**TEXT PROVIDED:**
▼

BOILING POINT: 1,800K
DENSITY: 5,244/kg m −3
MOST COMMON IONS: Eu 3+ , Eu 2+
Europium is a metallic element discovered in 1901 in Paris by the French scientist Eugène-Anatole Demarcay. It belongs to a series of elements called lanthanides , or 4f elements, extending from lanthanum (atomic number 57) to lutetium (atomic number 71). These elements have low abundances: Europium occurrence in Earth's crust is only 2.1 ppm (parts per million), that is, 2.1 grams (0.07 ounces) per metric ton, and in seawater, its concentration is as low as 4 × 10 −8 ppm.
As a metal , europium is very reactive so that one usually finds it under its trivalent, triply oxidized form (Eu 3+ ion) in oxides or salts. A divalent form (Eu 2+ ) also displays some stability. Two minerals that contain many of the lanthanide elements, which are separated by liquid-liquid extraction, are commercially important: monazite (found in Australia, Brazil, India, Malaysia, and South Africa) and bastnasite (found in China and the United States).

▲

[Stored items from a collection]
▼

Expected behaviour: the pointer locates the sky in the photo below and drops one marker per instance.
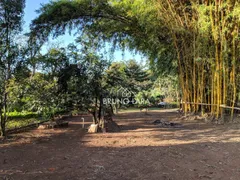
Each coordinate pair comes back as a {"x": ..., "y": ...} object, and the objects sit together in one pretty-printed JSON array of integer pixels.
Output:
[{"x": 30, "y": 14}]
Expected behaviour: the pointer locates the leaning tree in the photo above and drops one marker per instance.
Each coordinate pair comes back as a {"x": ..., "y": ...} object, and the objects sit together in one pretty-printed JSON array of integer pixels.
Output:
[{"x": 198, "y": 37}]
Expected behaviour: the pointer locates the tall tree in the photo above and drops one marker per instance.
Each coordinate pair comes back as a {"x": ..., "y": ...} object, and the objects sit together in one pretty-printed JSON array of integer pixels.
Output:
[
  {"x": 201, "y": 37},
  {"x": 11, "y": 14}
]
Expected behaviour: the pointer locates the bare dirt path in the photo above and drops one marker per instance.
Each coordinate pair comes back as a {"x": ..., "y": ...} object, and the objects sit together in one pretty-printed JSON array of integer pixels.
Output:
[{"x": 141, "y": 151}]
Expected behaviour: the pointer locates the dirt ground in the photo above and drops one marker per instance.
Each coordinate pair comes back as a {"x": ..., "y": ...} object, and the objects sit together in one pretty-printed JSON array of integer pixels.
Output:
[{"x": 141, "y": 151}]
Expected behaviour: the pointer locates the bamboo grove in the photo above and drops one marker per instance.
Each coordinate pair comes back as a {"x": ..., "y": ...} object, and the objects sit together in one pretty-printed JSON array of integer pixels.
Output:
[
  {"x": 203, "y": 35},
  {"x": 206, "y": 37}
]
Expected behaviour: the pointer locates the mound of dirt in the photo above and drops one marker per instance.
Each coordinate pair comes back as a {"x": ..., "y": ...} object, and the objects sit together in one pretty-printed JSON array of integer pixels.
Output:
[
  {"x": 113, "y": 127},
  {"x": 167, "y": 124}
]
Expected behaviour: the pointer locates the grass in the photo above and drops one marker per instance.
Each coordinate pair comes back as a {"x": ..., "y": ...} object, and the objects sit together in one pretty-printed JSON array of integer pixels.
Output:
[
  {"x": 17, "y": 123},
  {"x": 21, "y": 119}
]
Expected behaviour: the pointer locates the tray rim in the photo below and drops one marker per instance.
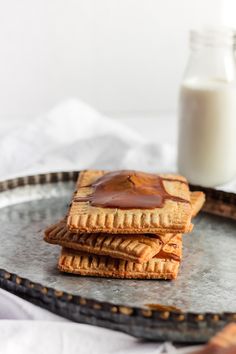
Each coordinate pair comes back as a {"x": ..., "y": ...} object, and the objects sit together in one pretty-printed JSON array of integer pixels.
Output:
[{"x": 92, "y": 311}]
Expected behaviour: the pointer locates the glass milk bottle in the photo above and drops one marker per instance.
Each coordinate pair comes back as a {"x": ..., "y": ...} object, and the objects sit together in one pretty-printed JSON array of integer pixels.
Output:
[{"x": 207, "y": 112}]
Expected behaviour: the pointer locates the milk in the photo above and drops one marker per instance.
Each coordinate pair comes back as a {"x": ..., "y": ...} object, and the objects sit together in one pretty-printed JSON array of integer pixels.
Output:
[{"x": 207, "y": 137}]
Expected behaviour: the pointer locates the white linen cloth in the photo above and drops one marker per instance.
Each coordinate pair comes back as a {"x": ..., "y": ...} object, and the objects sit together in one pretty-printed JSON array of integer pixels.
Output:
[{"x": 73, "y": 136}]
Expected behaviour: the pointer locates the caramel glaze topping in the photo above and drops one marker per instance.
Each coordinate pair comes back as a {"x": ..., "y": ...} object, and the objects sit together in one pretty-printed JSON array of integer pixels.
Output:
[{"x": 129, "y": 190}]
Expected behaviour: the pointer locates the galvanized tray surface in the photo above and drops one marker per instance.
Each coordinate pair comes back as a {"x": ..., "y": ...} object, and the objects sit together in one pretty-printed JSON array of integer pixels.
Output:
[{"x": 204, "y": 295}]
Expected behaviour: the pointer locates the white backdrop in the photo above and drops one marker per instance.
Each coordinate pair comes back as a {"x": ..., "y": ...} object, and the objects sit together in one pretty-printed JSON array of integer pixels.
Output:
[{"x": 121, "y": 56}]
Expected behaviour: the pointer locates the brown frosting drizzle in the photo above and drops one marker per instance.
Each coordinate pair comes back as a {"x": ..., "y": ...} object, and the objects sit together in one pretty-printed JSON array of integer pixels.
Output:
[{"x": 129, "y": 190}]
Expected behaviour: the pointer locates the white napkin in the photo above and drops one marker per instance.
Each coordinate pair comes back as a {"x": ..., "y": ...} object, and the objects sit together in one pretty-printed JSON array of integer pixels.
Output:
[{"x": 72, "y": 136}]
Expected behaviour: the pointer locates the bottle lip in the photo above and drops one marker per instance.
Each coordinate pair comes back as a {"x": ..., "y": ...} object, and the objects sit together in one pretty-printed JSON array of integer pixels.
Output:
[{"x": 213, "y": 37}]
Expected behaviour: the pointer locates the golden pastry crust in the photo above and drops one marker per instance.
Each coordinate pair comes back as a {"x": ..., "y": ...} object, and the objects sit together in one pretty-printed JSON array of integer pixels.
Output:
[
  {"x": 102, "y": 266},
  {"x": 173, "y": 217},
  {"x": 133, "y": 248},
  {"x": 173, "y": 248},
  {"x": 197, "y": 201}
]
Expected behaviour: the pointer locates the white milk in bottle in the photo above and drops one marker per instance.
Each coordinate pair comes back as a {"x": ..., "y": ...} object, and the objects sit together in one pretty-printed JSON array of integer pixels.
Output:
[{"x": 207, "y": 130}]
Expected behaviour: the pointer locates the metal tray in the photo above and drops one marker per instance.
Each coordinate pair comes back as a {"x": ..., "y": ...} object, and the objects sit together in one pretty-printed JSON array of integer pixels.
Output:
[{"x": 203, "y": 297}]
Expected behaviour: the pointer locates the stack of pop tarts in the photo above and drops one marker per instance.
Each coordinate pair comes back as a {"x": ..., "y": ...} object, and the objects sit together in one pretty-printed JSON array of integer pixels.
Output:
[{"x": 125, "y": 243}]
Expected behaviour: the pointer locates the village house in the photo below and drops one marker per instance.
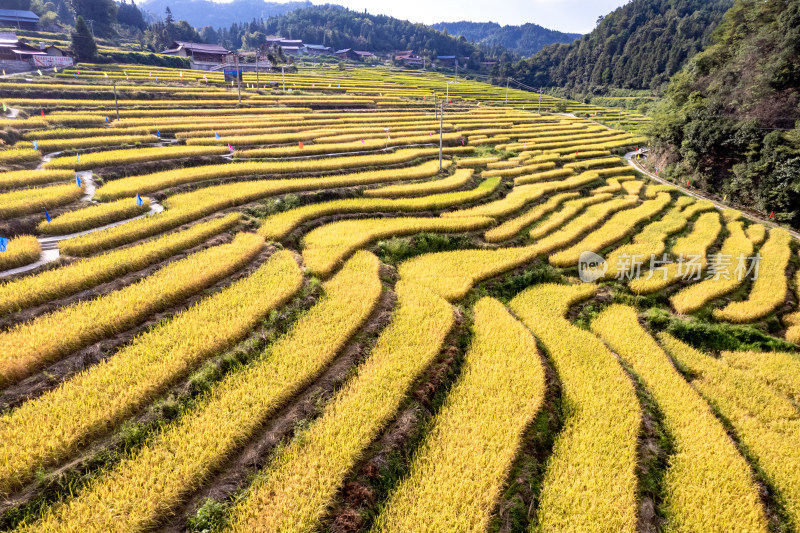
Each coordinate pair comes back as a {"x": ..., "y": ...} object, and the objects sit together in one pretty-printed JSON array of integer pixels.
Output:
[
  {"x": 203, "y": 56},
  {"x": 17, "y": 56},
  {"x": 21, "y": 20}
]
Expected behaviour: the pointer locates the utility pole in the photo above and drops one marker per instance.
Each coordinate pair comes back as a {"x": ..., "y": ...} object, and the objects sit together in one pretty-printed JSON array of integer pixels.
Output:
[
  {"x": 116, "y": 104},
  {"x": 540, "y": 100},
  {"x": 238, "y": 78},
  {"x": 441, "y": 123}
]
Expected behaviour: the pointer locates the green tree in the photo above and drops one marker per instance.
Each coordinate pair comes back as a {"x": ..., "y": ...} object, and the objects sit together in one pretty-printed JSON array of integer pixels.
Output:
[
  {"x": 83, "y": 45},
  {"x": 102, "y": 13}
]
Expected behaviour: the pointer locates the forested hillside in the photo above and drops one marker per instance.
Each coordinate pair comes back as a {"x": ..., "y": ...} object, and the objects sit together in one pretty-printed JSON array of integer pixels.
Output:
[
  {"x": 343, "y": 28},
  {"x": 524, "y": 40},
  {"x": 730, "y": 117},
  {"x": 638, "y": 46},
  {"x": 201, "y": 13}
]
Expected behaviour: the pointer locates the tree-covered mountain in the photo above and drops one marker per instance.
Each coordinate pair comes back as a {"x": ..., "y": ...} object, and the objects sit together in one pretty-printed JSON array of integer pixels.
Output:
[
  {"x": 524, "y": 40},
  {"x": 339, "y": 27},
  {"x": 637, "y": 46},
  {"x": 730, "y": 118},
  {"x": 201, "y": 13}
]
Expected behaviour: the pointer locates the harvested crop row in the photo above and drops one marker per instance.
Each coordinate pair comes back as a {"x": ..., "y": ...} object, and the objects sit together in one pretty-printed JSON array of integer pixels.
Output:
[
  {"x": 31, "y": 345},
  {"x": 27, "y": 201},
  {"x": 19, "y": 155},
  {"x": 513, "y": 226},
  {"x": 94, "y": 216},
  {"x": 191, "y": 206},
  {"x": 459, "y": 179},
  {"x": 296, "y": 489},
  {"x": 519, "y": 196},
  {"x": 130, "y": 497},
  {"x": 648, "y": 246},
  {"x": 52, "y": 427},
  {"x": 20, "y": 251},
  {"x": 708, "y": 484},
  {"x": 586, "y": 164},
  {"x": 793, "y": 320},
  {"x": 477, "y": 161},
  {"x": 578, "y": 227},
  {"x": 590, "y": 483},
  {"x": 691, "y": 253},
  {"x": 326, "y": 247},
  {"x": 280, "y": 225},
  {"x": 543, "y": 176},
  {"x": 756, "y": 233},
  {"x": 518, "y": 171},
  {"x": 778, "y": 370},
  {"x": 634, "y": 187},
  {"x": 59, "y": 145},
  {"x": 765, "y": 422},
  {"x": 572, "y": 208},
  {"x": 27, "y": 178},
  {"x": 171, "y": 178},
  {"x": 84, "y": 274},
  {"x": 627, "y": 260},
  {"x": 457, "y": 474},
  {"x": 136, "y": 155},
  {"x": 331, "y": 148},
  {"x": 313, "y": 132},
  {"x": 727, "y": 271},
  {"x": 769, "y": 288},
  {"x": 612, "y": 185},
  {"x": 68, "y": 133}
]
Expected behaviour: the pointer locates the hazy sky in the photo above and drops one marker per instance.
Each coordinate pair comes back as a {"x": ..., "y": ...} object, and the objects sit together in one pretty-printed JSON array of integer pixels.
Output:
[{"x": 578, "y": 16}]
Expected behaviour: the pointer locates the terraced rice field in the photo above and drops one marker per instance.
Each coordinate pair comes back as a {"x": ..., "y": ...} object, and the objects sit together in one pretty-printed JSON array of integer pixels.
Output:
[{"x": 290, "y": 315}]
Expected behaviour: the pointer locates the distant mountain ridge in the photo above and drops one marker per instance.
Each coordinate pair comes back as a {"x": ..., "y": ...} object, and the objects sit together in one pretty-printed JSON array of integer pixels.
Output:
[
  {"x": 201, "y": 13},
  {"x": 524, "y": 40}
]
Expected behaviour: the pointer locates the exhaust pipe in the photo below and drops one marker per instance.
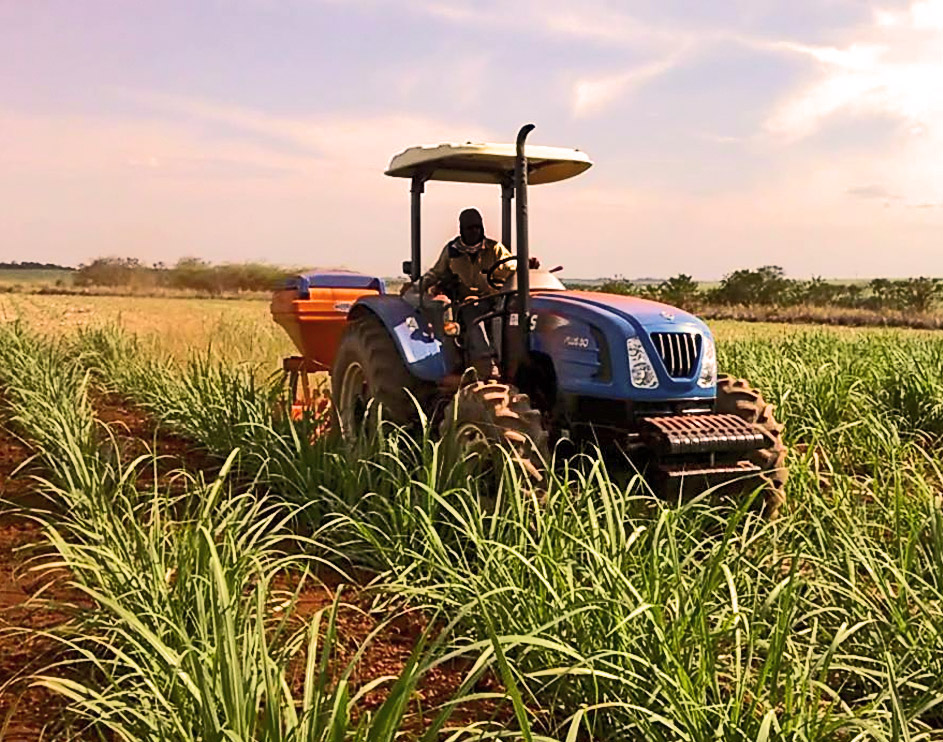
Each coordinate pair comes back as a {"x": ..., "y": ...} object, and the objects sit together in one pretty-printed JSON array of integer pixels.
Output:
[{"x": 523, "y": 246}]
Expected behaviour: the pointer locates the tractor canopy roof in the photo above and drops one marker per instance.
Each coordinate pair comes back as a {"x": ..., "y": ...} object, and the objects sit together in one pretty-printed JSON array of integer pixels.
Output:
[{"x": 487, "y": 163}]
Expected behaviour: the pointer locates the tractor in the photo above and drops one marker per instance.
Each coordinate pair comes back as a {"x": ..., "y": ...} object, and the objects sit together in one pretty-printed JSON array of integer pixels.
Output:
[{"x": 618, "y": 372}]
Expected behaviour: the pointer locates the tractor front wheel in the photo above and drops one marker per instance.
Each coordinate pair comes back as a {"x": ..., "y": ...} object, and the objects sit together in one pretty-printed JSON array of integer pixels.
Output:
[
  {"x": 368, "y": 367},
  {"x": 488, "y": 418},
  {"x": 737, "y": 397}
]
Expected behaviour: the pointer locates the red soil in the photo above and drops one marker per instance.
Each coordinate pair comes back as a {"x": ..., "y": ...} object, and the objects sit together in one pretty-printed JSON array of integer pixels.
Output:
[
  {"x": 25, "y": 598},
  {"x": 31, "y": 713},
  {"x": 385, "y": 655}
]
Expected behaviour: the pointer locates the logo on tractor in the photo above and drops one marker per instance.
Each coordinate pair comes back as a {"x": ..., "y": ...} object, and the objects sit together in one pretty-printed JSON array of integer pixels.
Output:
[{"x": 514, "y": 320}]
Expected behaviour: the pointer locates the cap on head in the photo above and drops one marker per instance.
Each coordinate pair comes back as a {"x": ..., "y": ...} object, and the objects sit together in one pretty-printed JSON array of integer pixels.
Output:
[{"x": 470, "y": 218}]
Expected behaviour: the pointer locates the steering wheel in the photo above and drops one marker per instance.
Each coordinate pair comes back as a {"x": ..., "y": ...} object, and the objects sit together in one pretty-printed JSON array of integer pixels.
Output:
[{"x": 489, "y": 272}]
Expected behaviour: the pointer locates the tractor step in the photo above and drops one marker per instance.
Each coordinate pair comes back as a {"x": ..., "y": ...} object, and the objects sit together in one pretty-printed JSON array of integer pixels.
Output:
[
  {"x": 721, "y": 473},
  {"x": 691, "y": 434}
]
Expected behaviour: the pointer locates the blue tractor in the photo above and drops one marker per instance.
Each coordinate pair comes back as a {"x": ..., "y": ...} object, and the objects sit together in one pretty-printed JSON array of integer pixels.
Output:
[{"x": 619, "y": 372}]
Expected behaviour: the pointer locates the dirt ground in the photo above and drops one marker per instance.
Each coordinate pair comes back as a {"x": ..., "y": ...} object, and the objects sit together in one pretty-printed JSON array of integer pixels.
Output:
[
  {"x": 26, "y": 713},
  {"x": 29, "y": 713}
]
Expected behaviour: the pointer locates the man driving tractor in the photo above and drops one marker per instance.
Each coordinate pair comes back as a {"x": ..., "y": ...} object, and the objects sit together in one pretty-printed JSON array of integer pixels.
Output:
[{"x": 460, "y": 273}]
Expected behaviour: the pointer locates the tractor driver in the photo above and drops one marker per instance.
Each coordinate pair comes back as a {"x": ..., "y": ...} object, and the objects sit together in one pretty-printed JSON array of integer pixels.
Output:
[{"x": 459, "y": 274}]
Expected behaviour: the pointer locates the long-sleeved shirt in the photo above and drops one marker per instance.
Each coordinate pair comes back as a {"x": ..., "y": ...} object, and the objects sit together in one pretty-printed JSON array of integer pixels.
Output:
[{"x": 461, "y": 271}]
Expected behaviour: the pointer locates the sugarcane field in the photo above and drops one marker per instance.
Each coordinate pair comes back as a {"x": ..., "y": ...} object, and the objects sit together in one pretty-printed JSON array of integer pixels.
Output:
[{"x": 451, "y": 372}]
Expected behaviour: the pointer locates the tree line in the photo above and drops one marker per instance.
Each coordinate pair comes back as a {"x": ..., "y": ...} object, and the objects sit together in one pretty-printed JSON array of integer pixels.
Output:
[
  {"x": 188, "y": 273},
  {"x": 769, "y": 287},
  {"x": 766, "y": 286},
  {"x": 30, "y": 265}
]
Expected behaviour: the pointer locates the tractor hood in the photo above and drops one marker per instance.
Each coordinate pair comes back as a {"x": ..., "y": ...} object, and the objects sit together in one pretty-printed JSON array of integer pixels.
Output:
[{"x": 641, "y": 313}]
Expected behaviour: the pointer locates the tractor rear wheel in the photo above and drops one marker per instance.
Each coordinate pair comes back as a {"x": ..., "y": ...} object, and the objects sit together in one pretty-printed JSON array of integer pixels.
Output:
[
  {"x": 369, "y": 367},
  {"x": 737, "y": 397},
  {"x": 488, "y": 417}
]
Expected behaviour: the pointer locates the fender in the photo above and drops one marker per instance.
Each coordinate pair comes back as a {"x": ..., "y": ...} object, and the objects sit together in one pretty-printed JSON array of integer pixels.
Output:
[{"x": 413, "y": 337}]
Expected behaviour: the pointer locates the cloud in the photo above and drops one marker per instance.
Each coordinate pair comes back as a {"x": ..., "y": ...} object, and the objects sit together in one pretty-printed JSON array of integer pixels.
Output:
[
  {"x": 870, "y": 192},
  {"x": 888, "y": 70},
  {"x": 592, "y": 95},
  {"x": 894, "y": 70}
]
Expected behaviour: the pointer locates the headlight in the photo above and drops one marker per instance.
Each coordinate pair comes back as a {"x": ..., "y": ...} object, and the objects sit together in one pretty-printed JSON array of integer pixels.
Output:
[
  {"x": 708, "y": 377},
  {"x": 640, "y": 366}
]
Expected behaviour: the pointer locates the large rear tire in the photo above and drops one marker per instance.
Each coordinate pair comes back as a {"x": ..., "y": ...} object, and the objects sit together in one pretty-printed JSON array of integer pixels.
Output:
[
  {"x": 737, "y": 397},
  {"x": 368, "y": 367},
  {"x": 488, "y": 416}
]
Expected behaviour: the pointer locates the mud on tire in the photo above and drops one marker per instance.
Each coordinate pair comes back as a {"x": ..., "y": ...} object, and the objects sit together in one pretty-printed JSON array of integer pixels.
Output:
[
  {"x": 488, "y": 415},
  {"x": 737, "y": 397},
  {"x": 369, "y": 366}
]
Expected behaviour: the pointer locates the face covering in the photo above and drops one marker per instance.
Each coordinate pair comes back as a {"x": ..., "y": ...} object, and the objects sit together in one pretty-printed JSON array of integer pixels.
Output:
[{"x": 471, "y": 229}]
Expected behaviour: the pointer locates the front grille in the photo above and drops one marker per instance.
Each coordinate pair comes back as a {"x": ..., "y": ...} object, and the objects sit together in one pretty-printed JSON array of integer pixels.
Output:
[{"x": 679, "y": 352}]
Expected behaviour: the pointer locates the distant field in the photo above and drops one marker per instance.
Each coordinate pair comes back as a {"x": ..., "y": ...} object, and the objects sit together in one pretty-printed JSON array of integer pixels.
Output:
[
  {"x": 42, "y": 277},
  {"x": 243, "y": 330}
]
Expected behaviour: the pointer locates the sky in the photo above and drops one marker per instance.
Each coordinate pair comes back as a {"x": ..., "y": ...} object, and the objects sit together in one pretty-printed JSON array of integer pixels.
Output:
[{"x": 732, "y": 134}]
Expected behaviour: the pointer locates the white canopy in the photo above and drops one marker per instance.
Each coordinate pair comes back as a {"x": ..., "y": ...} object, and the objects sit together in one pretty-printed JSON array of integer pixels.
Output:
[{"x": 487, "y": 163}]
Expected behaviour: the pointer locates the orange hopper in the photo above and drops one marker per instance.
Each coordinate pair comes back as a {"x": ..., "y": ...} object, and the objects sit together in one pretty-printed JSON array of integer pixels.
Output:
[{"x": 313, "y": 310}]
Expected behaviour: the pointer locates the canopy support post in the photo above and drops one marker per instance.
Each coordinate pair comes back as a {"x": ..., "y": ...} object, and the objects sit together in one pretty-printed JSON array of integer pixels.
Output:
[
  {"x": 415, "y": 226},
  {"x": 507, "y": 193}
]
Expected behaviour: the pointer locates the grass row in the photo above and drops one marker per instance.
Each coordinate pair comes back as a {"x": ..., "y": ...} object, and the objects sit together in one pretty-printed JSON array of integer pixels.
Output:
[
  {"x": 634, "y": 618},
  {"x": 194, "y": 632}
]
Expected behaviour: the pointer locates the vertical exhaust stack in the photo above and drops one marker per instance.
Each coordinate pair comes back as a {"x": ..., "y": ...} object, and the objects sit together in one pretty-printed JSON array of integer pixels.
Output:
[{"x": 523, "y": 247}]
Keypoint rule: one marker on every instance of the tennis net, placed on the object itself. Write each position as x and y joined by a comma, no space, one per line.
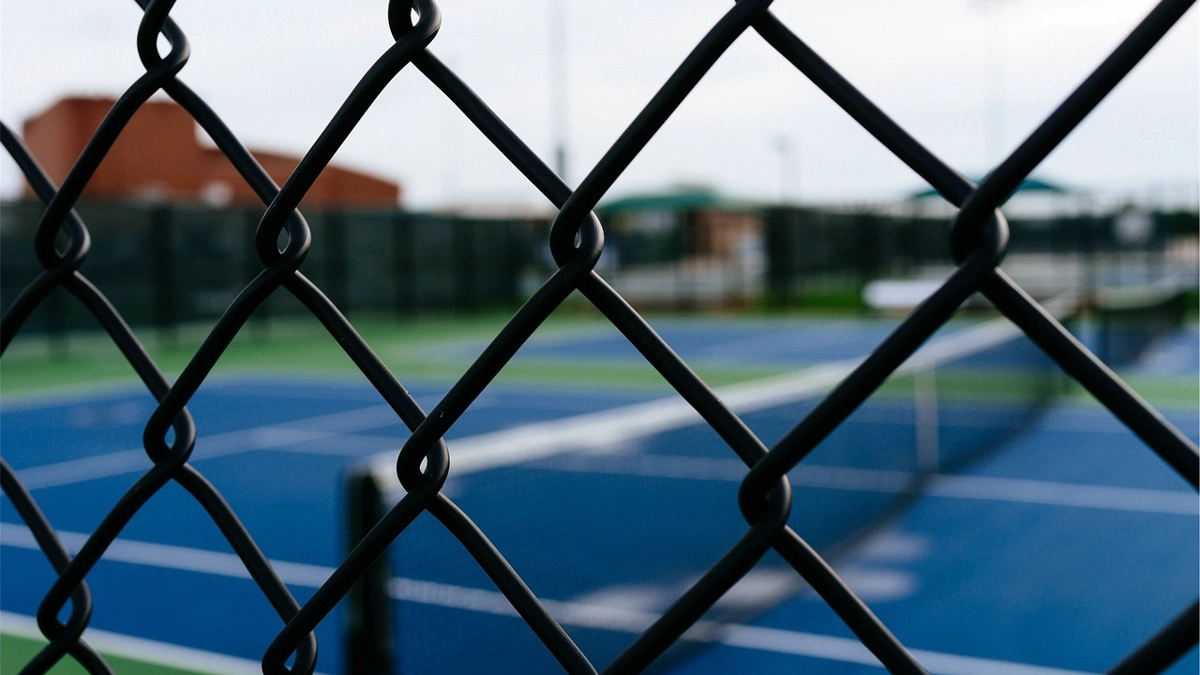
609,515
1131,318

▲

**PROBLEMS TO SOLVE:**
a) Reproduce the europium passage between "BOILING POINT: 1,800K" and "4 × 10 −8 ppm.", inclusive.
b) Answer these questions from the europium passage:
(i) In what year was europium discovered?
(ii) What boiling point is listed for europium?
(iii) In which countries is bastnasite found?

**TASK SOLUTIONS:**
a)
BOILING POINT: 1,800K
DENSITY: 5,244/kg m −3
MOST COMMON IONS: Eu 3+ , Eu 2+
Europium is a metallic element discovered in 1901 in Paris by the French scientist Eugène-Anatole Demarcay. It belongs to a series of elements called lanthanides , or 4f elements, extending from lanthanum (atomic number 57) to lutetium (atomic number 71). These elements have low abundances: Europium occurrence in Earth's crust is only 2.1 ppm (parts per million), that is, 2.1 grams (0.07 ounces) per metric ton, and in seawater, its concentration is as low as 4 × 10 −8 ppm.

b)
(i) 1901
(ii) 1,800K
(iii) China and the United States